Re: [DISCUSS] Incremental computation pipeline for HUDI

Posted by Vinoth Chandar <vi...@apache.org>.

Hi,

Is the intent of the flag to convey if an insert delete or update changed
the record? If so I would imagine that we do this even for cow tables,
since that also supports a logical notion of a change stream using the
commit_time meta field.

You may be right, but I am trying to understand the use case for this. Any
links/flink docs I can read?

Another aspect to think about is, how the new flag can be added to existing
tables and if the schema evolution would be fine.

Thanks
Vinoth

On Thu, Apr 8, 2021 at 2:13 AM Danny Chan <da...@apache.org> wrote:

> I tries to do a POC for flink locally and it works well, in the PR i add a
> new metadata column named "_hoodie_change_flag", but actually i found that
> only log format needs this flag, and the Spark may has no ability to handle
> the flag for incremental processing yet.
>
> So should i add the "_hoodie_change_flag" metadata column, or is there any
> better solution for this?
>
> Best,
> Danny Chan
>
> Danny Chan <da...@apache.org> 于2021年4月2日周五 上午11:08写道：
>
> > Thanks cool, then the left questions are:
> >
> > - where we record these change, should we add a builtin meta field such
> as
> > the _change_flag_ like the other system columns for e.g
> _hoodie_commit_time
> > - what kind of table should keep these flags, in my thoughts, we should
> > only add these flags for "MERGE_ON_READ" table, and only for AVRO logs
> > - we should add a config there to switch on/off the flags in system meta
> > fields
> >
> > What do you think?
> >
> > Best,
> > Danny Chan
> >
> > vino yang <ya...@gmail.com> 于2021年4月1日周四 上午10:58写道：
> >
> >> >> Oops, the image crushes, for "change flags", i mean: insert,
> >> update(before
> >> and after) and delete.
> >>
> >> Yes, the image I attached is also about these flags.
> >> [image: image (3).png]
> >>
> >> +1 for the idea.
> >>
> >> Best,
> >> Vino
> >>
> >>
> >> Danny Chan <da...@apache.org> 于2021年4月1日周四 上午10:03写道：
> >>
> >>> Oops, the image crushes, for "change flags", i mean: insert,
> >>> update(before
> >>> and after) and delete.

- TO-DO LIST:
(a) Can you revise the Hudi thread from "Is the intent" up to and including "I can read?", putting "change feed" in place of "change stream"?
(b) How would the Hudi thread go on after its last line? Write the next part.

- SUPPLIED INFORMATION:

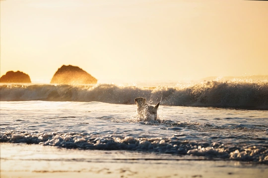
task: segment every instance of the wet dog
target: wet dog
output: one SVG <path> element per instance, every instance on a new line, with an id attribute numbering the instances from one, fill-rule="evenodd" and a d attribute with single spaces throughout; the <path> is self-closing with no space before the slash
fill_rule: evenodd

- RESULTS BY TASK:
(a)
Is the intent of the flag to convey if an insert delete or update changed
the record? If so I would imagine that we do this even for cow tables,
since that also supports a logical notion of a change feed using the
commit_time meta field.

You may be right, but I am trying to understand the use case for this. Any
links/flink docs I can read?

(b)
> >>>
> >>> The Flink engine can propagate the change flags internally between its
> >>> operators, if HUDI can send the change flags to Flink, the incremental
> >>> calculation of CDC would be very natural (almost transparent to users).
> >>>
> >>> Best,
> >>> Danny Chan
> >>>
> >>> vino yang <ya...@gmail.com> 于2021年3月31日周三 下午11:32写道：
> >>>
> >>> > Hi Danny,
> >>> >
> >>> > Thanks for kicking off this discussion thread.
> >>> >
> >>> > Yes, incremental query( or says "incremental processing") has always
> >>> been
> >>> > an important feature of the Hudi framework. If we can make this
> feature
> >>> > better, it will be even more exciting.
> >>> >
> >>> > In the data warehouse, in some complex calculations, I have not
> found a
> >>> > good way to conveniently use some incremental change data (similar to
> >>> the
> >>> > concept of retracement stream in Flink?) to locally "correct" the
> >>> > aggregation result (these aggregation results may belong to the DWS
> >>> layer).
> >>> >
> >>> > BTW: Yes, I do admit that some simple calculation scenarios (single
> >>> table
> >>> > or an algorithm that can be very easily retracement) can be dealt
> with
> >>> > based on the incremental calculation of CDC.
> >>> >
> >>> > Of course, the expression of incremental calculation on various
> >>> occasions
> >>> > is sometimes not very clear. Maybe we will discuss it more clearly in
> >>> > specific scenarios.
> >>> >
> >>> > >> If HUDI can keep and propagate these change flags to its
> consumers,
> >>> we
> >>> > can
> >>> > use HUDI as the unified format for the pipeline.
> >>> >
> >>> > Regarding the "change flags" here, do you mean the flags like the one
> >>> > shown in the figure below?
> >>> >
> >>> > [image: image.png]
> >>> >
> >>> > Best,
> >>> > Vino
> >>> >
> >>> > Danny Chan <da...@apache.org> 于2021年3月31日周三 下午6:24写道：
> >>> >
> >>> >> Hi dear HUDI community ~ Here i want to fire a discuss about using
> >>> HUDI as
> >>> >> the unified storage/format for data warehouse/lake incremental
> >>> >> computation.
> >>> >>
> >>> >> Usually people divide data warehouse production into several levels,
> >>> such
> >>> >> as the ODS(operation data store), DWD(data warehouse details),
> >>> DWS(data
> >>> >> warehouse service), ADS(application data service).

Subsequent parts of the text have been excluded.